### PROVIDED MATERIAL
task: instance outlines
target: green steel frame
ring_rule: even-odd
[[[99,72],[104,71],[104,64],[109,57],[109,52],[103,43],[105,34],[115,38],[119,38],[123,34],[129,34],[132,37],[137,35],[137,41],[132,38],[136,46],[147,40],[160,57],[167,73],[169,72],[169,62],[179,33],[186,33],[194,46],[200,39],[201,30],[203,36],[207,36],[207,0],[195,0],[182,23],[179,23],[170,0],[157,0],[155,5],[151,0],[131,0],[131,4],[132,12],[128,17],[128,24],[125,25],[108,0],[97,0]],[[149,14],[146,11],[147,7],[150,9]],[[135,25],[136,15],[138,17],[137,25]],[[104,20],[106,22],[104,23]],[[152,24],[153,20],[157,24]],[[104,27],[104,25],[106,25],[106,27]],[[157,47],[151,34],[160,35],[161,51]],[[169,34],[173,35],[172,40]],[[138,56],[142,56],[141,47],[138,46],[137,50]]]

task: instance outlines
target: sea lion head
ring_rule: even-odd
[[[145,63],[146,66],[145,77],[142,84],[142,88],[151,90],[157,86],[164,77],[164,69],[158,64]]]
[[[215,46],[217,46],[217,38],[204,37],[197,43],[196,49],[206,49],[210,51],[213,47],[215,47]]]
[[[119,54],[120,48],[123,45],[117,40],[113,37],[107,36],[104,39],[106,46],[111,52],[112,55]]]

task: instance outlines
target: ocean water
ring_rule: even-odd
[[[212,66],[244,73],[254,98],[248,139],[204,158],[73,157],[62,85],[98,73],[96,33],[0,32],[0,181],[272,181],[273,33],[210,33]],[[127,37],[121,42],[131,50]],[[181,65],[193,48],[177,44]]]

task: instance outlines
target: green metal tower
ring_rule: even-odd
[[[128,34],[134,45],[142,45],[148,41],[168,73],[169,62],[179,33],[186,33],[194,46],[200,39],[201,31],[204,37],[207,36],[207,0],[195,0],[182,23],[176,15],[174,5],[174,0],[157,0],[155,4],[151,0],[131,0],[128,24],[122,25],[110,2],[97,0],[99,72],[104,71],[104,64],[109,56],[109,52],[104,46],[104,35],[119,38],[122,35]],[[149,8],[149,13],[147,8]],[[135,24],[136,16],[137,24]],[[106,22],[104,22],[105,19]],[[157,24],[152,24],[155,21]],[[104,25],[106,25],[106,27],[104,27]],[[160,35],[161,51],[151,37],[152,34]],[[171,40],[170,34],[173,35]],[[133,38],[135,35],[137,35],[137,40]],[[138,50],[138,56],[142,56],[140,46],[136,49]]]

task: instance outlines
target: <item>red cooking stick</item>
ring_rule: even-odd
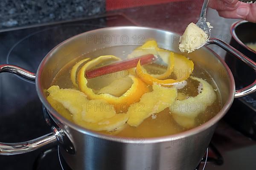
[[[156,59],[156,57],[153,54],[146,54],[139,57],[115,62],[94,70],[88,70],[86,71],[85,75],[87,79],[91,79],[136,67],[140,60],[140,64],[144,65],[151,63]]]

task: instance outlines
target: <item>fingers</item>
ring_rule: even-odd
[[[237,7],[237,0],[210,0],[208,6],[217,10],[233,10]]]
[[[237,0],[211,0],[209,6],[216,9],[219,15],[256,23],[256,4],[242,3]]]

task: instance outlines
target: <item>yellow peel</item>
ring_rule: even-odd
[[[74,122],[76,124],[86,129],[96,131],[111,131],[121,128],[127,121],[128,114],[119,113],[110,118],[102,119],[96,123],[89,123],[84,121],[81,114],[74,115]]]
[[[77,83],[76,83],[76,72],[77,72],[77,69],[78,69],[79,66],[80,66],[82,64],[90,59],[90,58],[87,58],[85,59],[82,60],[76,64],[71,69],[71,72],[70,73],[70,78],[71,79],[71,81],[72,81],[72,83],[73,83],[73,85],[74,85],[75,87],[76,87],[76,88],[78,88],[78,85]]]
[[[82,105],[83,120],[95,123],[115,116],[116,111],[113,106],[102,99],[91,100]]]
[[[108,94],[119,97],[131,88],[132,83],[132,81],[129,77],[121,77],[114,80],[109,85],[101,88],[97,93]]]
[[[73,115],[80,113],[82,105],[88,102],[86,96],[78,90],[71,89],[60,89],[58,85],[53,85],[47,90],[49,96],[61,104]]]
[[[73,122],[73,115],[63,106],[63,105],[54,100],[50,96],[47,97],[47,100],[56,111],[70,121]]]

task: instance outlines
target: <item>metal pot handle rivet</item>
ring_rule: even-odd
[[[208,44],[215,44],[224,50],[235,56],[239,59],[241,60],[246,64],[252,68],[255,71],[256,71],[256,62],[245,56],[241,52],[232,47],[229,44],[224,42],[216,38],[212,38],[209,40]],[[255,72],[253,73],[255,74]],[[256,79],[253,82],[241,89],[236,91],[235,98],[243,97],[247,94],[250,94],[256,91]]]

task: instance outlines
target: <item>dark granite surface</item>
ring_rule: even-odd
[[[104,0],[3,0],[0,29],[77,19],[105,12]]]
[[[189,23],[196,23],[198,20],[203,1],[179,1],[138,6],[117,11],[125,14],[138,25],[168,30],[182,34]],[[207,20],[214,27],[211,31],[211,37],[229,43],[231,39],[230,26],[238,20],[220,17],[216,10],[208,8]],[[224,57],[226,52],[222,48],[214,45],[208,46],[221,57]]]

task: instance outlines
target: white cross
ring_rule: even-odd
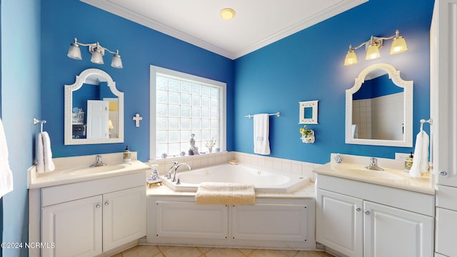
[[[140,121],[143,119],[143,117],[140,116],[139,114],[135,114],[135,116],[132,119],[135,121],[135,126],[140,126]]]

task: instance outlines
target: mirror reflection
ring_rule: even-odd
[[[124,141],[124,93],[108,74],[85,70],[65,94],[65,144]]]
[[[370,72],[352,98],[353,138],[403,140],[404,90],[386,71]]]
[[[366,68],[346,102],[346,143],[412,146],[413,81],[392,66]]]
[[[106,82],[84,84],[73,92],[71,114],[73,138],[118,137],[119,103]]]

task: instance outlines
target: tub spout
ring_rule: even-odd
[[[181,167],[182,165],[186,165],[187,166],[187,168],[189,168],[189,171],[192,169],[192,168],[191,168],[191,166],[186,163],[178,163],[177,161],[174,162],[174,172],[173,173],[173,179],[171,179],[171,182],[175,182],[176,181],[176,171],[178,171],[178,168],[179,167]]]

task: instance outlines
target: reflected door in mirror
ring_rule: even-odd
[[[107,101],[87,101],[87,138],[109,138],[109,102]]]
[[[371,75],[353,95],[353,138],[403,140],[403,89],[386,74]]]

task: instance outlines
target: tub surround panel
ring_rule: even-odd
[[[243,206],[197,206],[194,196],[174,194],[161,196],[154,193],[154,189],[148,190],[146,241],[149,243],[203,247],[315,249],[313,198],[286,199],[286,201],[279,202],[276,201],[278,199],[262,198],[258,199],[255,205]],[[211,226],[221,227],[217,231],[216,236],[214,236],[215,231],[202,231],[200,228],[208,226],[208,219],[204,218],[206,216],[199,214],[202,210],[208,208],[217,215],[217,217],[209,219]],[[262,215],[258,216],[259,211]],[[164,213],[171,216],[184,213],[186,218],[185,221],[178,221],[176,223],[166,222],[166,218],[163,219],[164,217],[161,215]],[[292,217],[296,221],[288,222]],[[243,226],[246,223],[250,226]],[[164,224],[168,225],[164,226]]]

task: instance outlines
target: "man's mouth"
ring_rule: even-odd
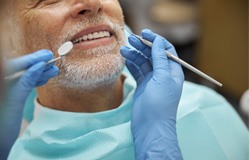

### TASK DESCRIPTION
Please pick out each line above that contains the word "metal" and copy those lines in full.

### ANSWER TO THIS EXERCISE
target: green metal tower
target: <item>metal pot handle rivet</item>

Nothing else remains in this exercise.